**Given passage:**
Sexism runs deep in the Church of England

COMMENTARY

I’ve witnessed sexist attitudes in two professions – as an engineer and as a priest.

They have some similarities. In both spheres, one of the arguments is “we have never employed women to do this before” and another is “it isn’t that women are not equal – they just have different roles”.

In both professions, I’ve listened to the reasoning and it often boils down to fear of change.

However, there are some significant differences in the way sexism presents itself in the factory and the church.

In the factory, in the 1990s, sexism took several forms.

The most oppressive was the wall-to-wall pornography, which intimidated me – the women were treated by the men as objects, sub-human.

Then there was the wolf-whistling, which was frightening.

Occasionally, the men in the factory would “down tools” and whistle at me – 100 of them.

Colleagues would tell me that it was inappropriate to be a female engineer – women weren’t made for such jobs, and it interfered with the natural order of things.

Although these events were difficult, it was possible to manage well as a woman in the secular workplace, because the structures were not sexist.

So I knew that the law of the land entitled me to work as an engineer, and that the procedures of our company demanded equality.

Furthermore, almost all of the managers, and especially the managing director, were enthusiastically committed to equality.

When co-workers told me that a woman should not be an engineer I either suggested that they judge me on my work rather than on my gender, or encouraged them to talk to the managing director, knowing that he would give them short shrift.

The Church of England is different, because the sexism is institutionalised, and that makes it more oppressive.

Parishes can vote to opt out of discrimination legislation, and this compromises the whole church, as sexism is seen as tolerable.

**Rows:**
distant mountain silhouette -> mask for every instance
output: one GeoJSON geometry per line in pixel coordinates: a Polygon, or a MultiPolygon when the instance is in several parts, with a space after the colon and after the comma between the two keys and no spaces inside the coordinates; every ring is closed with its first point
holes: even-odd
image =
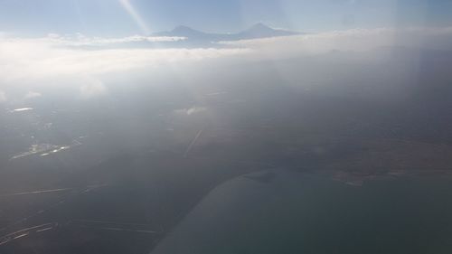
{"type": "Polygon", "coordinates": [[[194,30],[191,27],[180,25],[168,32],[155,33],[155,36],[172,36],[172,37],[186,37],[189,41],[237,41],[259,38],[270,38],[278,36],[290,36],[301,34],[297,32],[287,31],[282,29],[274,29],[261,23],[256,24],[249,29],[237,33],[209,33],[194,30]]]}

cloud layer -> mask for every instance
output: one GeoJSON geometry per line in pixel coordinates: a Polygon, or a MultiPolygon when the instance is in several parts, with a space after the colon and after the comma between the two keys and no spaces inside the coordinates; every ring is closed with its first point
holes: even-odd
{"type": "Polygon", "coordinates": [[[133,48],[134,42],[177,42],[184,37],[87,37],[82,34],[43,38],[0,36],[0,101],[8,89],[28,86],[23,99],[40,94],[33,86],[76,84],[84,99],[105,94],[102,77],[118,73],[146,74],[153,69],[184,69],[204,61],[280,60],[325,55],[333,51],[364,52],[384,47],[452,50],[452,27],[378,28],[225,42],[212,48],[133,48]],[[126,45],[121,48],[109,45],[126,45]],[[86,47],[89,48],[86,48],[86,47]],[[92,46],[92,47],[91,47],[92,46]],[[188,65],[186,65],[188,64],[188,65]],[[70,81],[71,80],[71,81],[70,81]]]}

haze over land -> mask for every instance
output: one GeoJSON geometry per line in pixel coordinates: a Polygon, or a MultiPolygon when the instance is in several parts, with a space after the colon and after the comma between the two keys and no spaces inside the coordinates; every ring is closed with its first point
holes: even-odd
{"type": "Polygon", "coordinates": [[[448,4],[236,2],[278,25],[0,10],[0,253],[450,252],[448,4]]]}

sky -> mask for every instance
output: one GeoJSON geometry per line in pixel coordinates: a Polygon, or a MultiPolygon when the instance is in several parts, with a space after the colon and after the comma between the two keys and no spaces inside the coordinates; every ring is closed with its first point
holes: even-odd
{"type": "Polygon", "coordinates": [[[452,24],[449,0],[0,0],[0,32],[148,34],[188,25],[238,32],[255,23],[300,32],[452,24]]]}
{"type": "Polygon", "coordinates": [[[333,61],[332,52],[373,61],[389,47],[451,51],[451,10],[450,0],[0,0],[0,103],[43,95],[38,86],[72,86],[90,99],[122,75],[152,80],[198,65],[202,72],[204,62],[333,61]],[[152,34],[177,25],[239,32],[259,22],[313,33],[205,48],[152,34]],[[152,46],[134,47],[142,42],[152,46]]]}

**Exercise set:**
a) Answer these from the commentary on sexism in the Church of England:
(i) In which two professions has the writer witnessed sexist attitudes?
(ii) In which decade did the factory sexism described take place?
(iii) What can parishes vote to opt out of?
b) Reproduce verbatim the stretch of the commentary on sexism in the Church of England from "In both professions, I’ve" through "100 of them.".

**Solution list:**
a)
(i) Engineering and the priesthood (as an engineer and as a priest).
(ii) The 1990s.
(iii) Discrimination legislation.

b)
In both professions, I’ve listened to the reasoning and it often boils down to fear of change.

However, there are some significant differences in the way sexism presents itself in the factory and the church.

In the factory, in the 1990s, sexism took several forms.

The most oppressive was the wall-to-wall pornography, which intimidated me – the women were treated by the men as objects, sub-human.

Then there was the wolf-whistling, which was frightening.

Occasionally, the men in the factory would “down tools” and whistle at me – 100 of them.